BEGIN Data

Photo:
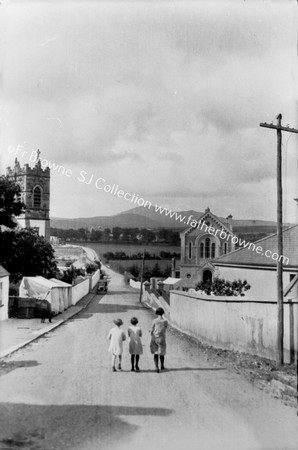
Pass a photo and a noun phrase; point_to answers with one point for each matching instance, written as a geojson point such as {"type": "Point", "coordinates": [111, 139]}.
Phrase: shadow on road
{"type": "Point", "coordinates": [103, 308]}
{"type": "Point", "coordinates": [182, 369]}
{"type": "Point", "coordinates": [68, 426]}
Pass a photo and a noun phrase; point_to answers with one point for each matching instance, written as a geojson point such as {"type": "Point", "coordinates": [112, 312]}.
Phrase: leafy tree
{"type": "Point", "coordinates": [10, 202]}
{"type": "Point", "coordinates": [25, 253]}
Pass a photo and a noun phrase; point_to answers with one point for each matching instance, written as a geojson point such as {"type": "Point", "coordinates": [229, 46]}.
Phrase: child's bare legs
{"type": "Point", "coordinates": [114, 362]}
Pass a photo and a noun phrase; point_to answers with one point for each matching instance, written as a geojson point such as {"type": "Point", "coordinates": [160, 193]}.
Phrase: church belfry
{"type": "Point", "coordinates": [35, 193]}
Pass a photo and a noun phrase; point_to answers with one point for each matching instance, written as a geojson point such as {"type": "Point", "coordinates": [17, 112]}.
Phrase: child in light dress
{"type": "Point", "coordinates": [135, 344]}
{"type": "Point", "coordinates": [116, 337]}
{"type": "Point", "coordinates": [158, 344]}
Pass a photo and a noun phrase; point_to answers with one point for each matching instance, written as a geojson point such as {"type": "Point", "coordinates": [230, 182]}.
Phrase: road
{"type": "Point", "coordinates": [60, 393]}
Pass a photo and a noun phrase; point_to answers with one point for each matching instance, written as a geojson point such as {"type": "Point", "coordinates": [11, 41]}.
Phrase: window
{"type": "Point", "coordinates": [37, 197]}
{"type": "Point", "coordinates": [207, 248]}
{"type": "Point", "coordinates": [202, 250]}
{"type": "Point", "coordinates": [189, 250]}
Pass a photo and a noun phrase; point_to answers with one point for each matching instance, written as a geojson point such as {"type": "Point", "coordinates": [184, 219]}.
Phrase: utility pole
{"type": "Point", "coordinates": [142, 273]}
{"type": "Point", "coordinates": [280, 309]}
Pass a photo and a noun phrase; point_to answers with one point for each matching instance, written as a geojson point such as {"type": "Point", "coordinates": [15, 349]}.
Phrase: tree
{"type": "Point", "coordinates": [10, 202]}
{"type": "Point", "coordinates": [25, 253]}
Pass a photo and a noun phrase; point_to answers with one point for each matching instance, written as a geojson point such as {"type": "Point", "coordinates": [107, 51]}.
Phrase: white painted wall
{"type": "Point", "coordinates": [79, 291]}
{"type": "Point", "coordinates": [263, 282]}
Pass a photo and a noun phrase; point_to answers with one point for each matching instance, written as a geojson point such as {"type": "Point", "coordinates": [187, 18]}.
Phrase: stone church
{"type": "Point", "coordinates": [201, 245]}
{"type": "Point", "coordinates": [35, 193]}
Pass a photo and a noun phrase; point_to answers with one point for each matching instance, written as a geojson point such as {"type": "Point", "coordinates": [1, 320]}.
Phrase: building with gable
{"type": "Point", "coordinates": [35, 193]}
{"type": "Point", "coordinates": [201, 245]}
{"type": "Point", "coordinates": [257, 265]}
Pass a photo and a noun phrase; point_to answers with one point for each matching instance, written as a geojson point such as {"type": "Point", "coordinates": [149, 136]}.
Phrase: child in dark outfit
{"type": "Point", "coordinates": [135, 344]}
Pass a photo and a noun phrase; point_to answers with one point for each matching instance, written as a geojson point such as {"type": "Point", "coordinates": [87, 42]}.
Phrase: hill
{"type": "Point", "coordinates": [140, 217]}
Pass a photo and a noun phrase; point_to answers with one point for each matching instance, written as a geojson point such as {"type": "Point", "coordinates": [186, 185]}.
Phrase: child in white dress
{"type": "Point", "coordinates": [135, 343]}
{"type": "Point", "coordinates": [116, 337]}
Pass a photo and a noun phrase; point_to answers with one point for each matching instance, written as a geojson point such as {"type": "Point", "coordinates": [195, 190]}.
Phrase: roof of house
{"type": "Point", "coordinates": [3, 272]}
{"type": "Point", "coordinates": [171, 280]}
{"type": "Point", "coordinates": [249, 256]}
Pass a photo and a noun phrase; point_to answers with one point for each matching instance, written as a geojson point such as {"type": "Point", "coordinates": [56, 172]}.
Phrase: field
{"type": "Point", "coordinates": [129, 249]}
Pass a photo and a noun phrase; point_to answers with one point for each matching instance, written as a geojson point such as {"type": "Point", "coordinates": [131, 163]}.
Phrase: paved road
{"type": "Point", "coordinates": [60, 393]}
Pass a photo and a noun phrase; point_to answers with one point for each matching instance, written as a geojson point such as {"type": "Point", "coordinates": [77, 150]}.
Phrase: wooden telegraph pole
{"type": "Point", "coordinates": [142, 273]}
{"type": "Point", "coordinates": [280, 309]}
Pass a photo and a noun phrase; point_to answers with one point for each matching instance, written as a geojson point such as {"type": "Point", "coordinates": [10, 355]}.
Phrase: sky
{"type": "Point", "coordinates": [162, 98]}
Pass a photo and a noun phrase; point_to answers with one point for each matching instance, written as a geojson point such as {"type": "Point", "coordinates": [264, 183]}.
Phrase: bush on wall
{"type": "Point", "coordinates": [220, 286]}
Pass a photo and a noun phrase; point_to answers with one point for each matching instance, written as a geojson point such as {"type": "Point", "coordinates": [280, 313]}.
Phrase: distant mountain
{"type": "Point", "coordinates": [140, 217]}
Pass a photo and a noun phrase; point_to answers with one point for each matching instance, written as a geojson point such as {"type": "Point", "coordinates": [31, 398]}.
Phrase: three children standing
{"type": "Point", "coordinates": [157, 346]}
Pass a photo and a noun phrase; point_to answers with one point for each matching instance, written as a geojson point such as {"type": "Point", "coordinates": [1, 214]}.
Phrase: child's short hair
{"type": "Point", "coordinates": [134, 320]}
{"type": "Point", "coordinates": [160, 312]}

END Data

Repeat the records above exactly, leaving out the pictures.

Result of this exercise:
Photo:
Pass a photo and a noun phrase; point_to answers with one point for each matching instance, written as a geojson point such as {"type": "Point", "coordinates": [111, 139]}.
Phrase: shadow on road
{"type": "Point", "coordinates": [103, 308]}
{"type": "Point", "coordinates": [182, 369]}
{"type": "Point", "coordinates": [68, 426]}
Pass a photo and a noun phrase; point_to answers with one point for each matching instance, written as a geojson point such as {"type": "Point", "coordinates": [112, 312]}.
Phrase: leafy tree
{"type": "Point", "coordinates": [10, 202]}
{"type": "Point", "coordinates": [25, 253]}
Pass a photo and a noun phrase; point_to answers with one point for each matching instance, written as a geojson point such as {"type": "Point", "coordinates": [229, 46]}.
Phrase: child's bare legs
{"type": "Point", "coordinates": [114, 362]}
Pass a photo and a noun phrase; point_to answers with one point for each matching instance, written as a geojson point such as {"type": "Point", "coordinates": [160, 193]}.
Phrase: church belfry
{"type": "Point", "coordinates": [35, 193]}
Pass a photo and a noun phrase; point_to answers with one point for each matching instance, written as a geojson point such as {"type": "Point", "coordinates": [17, 112]}.
Phrase: child in light dress
{"type": "Point", "coordinates": [135, 344]}
{"type": "Point", "coordinates": [116, 337]}
{"type": "Point", "coordinates": [158, 344]}
Pass a photo and a noun phrase; point_to answers with one point for each matching instance, written as a geojson point such as {"type": "Point", "coordinates": [230, 182]}.
Phrase: road
{"type": "Point", "coordinates": [60, 393]}
Pass a photo and a noun phrase; point_to answers with one point for each matching instance, written as a geojson point such as {"type": "Point", "coordinates": [11, 41]}.
Phrase: window
{"type": "Point", "coordinates": [37, 197]}
{"type": "Point", "coordinates": [207, 248]}
{"type": "Point", "coordinates": [202, 250]}
{"type": "Point", "coordinates": [189, 250]}
Pass a photo and a noun phrase; point_to answers with one point for each matching instance, written as a geojson point such as {"type": "Point", "coordinates": [184, 219]}.
Phrase: utility pole
{"type": "Point", "coordinates": [142, 273]}
{"type": "Point", "coordinates": [280, 309]}
Pass a photo and a noun phrase; point_to answers with one point for each matching instance, written as a geojson point such as {"type": "Point", "coordinates": [15, 349]}.
Phrase: tree
{"type": "Point", "coordinates": [10, 202]}
{"type": "Point", "coordinates": [25, 253]}
Pass a photo and a noun phrase; point_to answers with one point for each matching instance, written as a geojson point such as {"type": "Point", "coordinates": [107, 51]}.
Phrase: white painted wall
{"type": "Point", "coordinates": [79, 291]}
{"type": "Point", "coordinates": [263, 282]}
Pass a photo and a noun phrase; point_to answers with one point for each matching instance, written as a geojson point such as {"type": "Point", "coordinates": [187, 18]}.
Phrase: stone church
{"type": "Point", "coordinates": [201, 245]}
{"type": "Point", "coordinates": [35, 193]}
Pass a photo and a noun phrase; point_to answers with one point for each matching instance, written as a geojson point such as {"type": "Point", "coordinates": [1, 320]}.
Phrase: building with gable
{"type": "Point", "coordinates": [35, 193]}
{"type": "Point", "coordinates": [201, 245]}
{"type": "Point", "coordinates": [257, 265]}
Pass a photo and a noun phrase; point_to answers with one point for each matching instance, written as a geojson point such as {"type": "Point", "coordinates": [149, 136]}.
Phrase: child in dark outfit
{"type": "Point", "coordinates": [135, 344]}
Pass a photo and a noun phrase; point_to answers with one point for each matching instance, written as a geojson point such as {"type": "Point", "coordinates": [87, 42]}.
Phrase: hill
{"type": "Point", "coordinates": [140, 217]}
Pass a photo and a noun phrase; point_to answers with one point for each matching instance, written as a geojson point such as {"type": "Point", "coordinates": [186, 185]}.
Phrase: child in white dress
{"type": "Point", "coordinates": [135, 343]}
{"type": "Point", "coordinates": [116, 337]}
Pass a photo and a noun phrase; point_to answers with one point for each matching instance, written as a geojson point such as {"type": "Point", "coordinates": [195, 190]}.
Phrase: roof of house
{"type": "Point", "coordinates": [3, 272]}
{"type": "Point", "coordinates": [171, 280]}
{"type": "Point", "coordinates": [249, 256]}
Pass a photo and a noun phrase; point_to answers with one point for each matching instance, written as a geojson point such as {"type": "Point", "coordinates": [56, 172]}.
Phrase: field
{"type": "Point", "coordinates": [129, 249]}
Pass a photo and a noun phrase; point_to answers with one point for each matching instance, written as a geojson point such as {"type": "Point", "coordinates": [131, 163]}.
Phrase: paved road
{"type": "Point", "coordinates": [60, 393]}
Pass a photo and a noun phrase; point_to answers with one point for each matching instance, written as a geojson point such as {"type": "Point", "coordinates": [77, 150]}.
Phrase: wooden telegraph pole
{"type": "Point", "coordinates": [142, 273]}
{"type": "Point", "coordinates": [280, 309]}
Pass a photo and a noun phrase; point_to answers with one point for each matching instance, written as a geojson point such as {"type": "Point", "coordinates": [10, 355]}.
Phrase: sky
{"type": "Point", "coordinates": [162, 98]}
Pass a photo and a noun phrase; point_to answers with one point for each matching instance, written as a geojson point such as {"type": "Point", "coordinates": [264, 183]}.
Phrase: bush on wall
{"type": "Point", "coordinates": [220, 286]}
Pass a photo and a noun phrase; point_to answers with one point for each matching instance, written as a geojson point such as {"type": "Point", "coordinates": [280, 313]}.
Phrase: distant mountain
{"type": "Point", "coordinates": [140, 217]}
Pass a photo and a noun phrase; point_to answers with one point for each matching instance, written as a geojson point such as {"type": "Point", "coordinates": [31, 398]}.
Phrase: three children standing
{"type": "Point", "coordinates": [157, 346]}
Pass a photo and a noun phrase; point_to answers with one point for each matching instance, written as a geojson point such as {"type": "Point", "coordinates": [1, 214]}.
Phrase: child's short hair
{"type": "Point", "coordinates": [134, 320]}
{"type": "Point", "coordinates": [160, 312]}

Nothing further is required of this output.